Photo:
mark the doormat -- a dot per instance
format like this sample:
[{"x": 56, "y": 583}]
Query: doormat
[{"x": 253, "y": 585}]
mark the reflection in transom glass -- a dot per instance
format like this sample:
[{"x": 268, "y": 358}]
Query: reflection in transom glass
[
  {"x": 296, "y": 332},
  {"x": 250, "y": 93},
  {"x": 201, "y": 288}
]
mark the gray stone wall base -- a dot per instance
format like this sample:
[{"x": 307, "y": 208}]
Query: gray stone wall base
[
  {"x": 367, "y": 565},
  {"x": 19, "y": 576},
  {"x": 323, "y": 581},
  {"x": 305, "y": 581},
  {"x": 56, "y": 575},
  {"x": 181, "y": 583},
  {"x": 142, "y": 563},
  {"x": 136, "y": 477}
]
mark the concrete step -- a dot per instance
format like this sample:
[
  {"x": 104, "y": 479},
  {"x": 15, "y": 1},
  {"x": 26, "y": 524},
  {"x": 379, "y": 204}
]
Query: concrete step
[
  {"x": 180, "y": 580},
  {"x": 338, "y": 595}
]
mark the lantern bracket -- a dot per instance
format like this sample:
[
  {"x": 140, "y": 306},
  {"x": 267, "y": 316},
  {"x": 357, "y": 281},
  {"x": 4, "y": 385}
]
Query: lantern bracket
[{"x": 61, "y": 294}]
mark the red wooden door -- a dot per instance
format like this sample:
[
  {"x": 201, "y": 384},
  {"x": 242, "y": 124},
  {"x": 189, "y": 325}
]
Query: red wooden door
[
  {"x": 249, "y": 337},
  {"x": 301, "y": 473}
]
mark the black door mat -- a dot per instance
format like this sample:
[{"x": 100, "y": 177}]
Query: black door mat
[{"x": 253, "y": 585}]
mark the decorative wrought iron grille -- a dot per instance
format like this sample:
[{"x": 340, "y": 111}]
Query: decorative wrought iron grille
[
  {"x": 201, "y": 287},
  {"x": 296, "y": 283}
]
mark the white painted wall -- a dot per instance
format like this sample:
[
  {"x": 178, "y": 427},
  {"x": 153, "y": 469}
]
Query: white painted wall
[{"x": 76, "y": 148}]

- _TASK OBJECTIVE_
Only those lines running from the one containing "mark the gray" through the last line of the data above are to be copied, exactly, with both ends included.

- _THE ANSWER_
mark the gray stone wall base -- a dot per instance
format like this sample:
[{"x": 307, "y": 208}]
Query: gray stone wall base
[
  {"x": 367, "y": 565},
  {"x": 19, "y": 576},
  {"x": 323, "y": 581},
  {"x": 305, "y": 581},
  {"x": 56, "y": 575},
  {"x": 181, "y": 583},
  {"x": 142, "y": 563},
  {"x": 136, "y": 477}
]
mark the concrete step -- a dot per instance
format like this sample:
[
  {"x": 104, "y": 479},
  {"x": 15, "y": 1},
  {"x": 26, "y": 524},
  {"x": 379, "y": 204}
]
Query: concrete step
[
  {"x": 180, "y": 580},
  {"x": 338, "y": 595}
]
mark the lantern bracket -- a dot per instance
format like this sample:
[
  {"x": 140, "y": 306},
  {"x": 267, "y": 316},
  {"x": 357, "y": 281},
  {"x": 4, "y": 385}
]
Query: lantern bracket
[{"x": 61, "y": 294}]
mark the red wooden door -- a dot per instance
format like this sample:
[
  {"x": 201, "y": 384},
  {"x": 242, "y": 124},
  {"x": 189, "y": 325}
]
Query: red wooden door
[
  {"x": 249, "y": 337},
  {"x": 301, "y": 473}
]
mark the black door mat -- a dot per instance
format like this sample:
[{"x": 100, "y": 177}]
Query: black door mat
[{"x": 253, "y": 585}]
mark the decorative wrought iron grille -- a dot per instance
format like this sample:
[{"x": 340, "y": 111}]
Query: decorative wrought iron grille
[
  {"x": 201, "y": 287},
  {"x": 296, "y": 283}
]
mark the white painted wall -- a dot per instance
format like this sample:
[
  {"x": 178, "y": 427},
  {"x": 153, "y": 469}
]
Query: white painted wall
[{"x": 76, "y": 148}]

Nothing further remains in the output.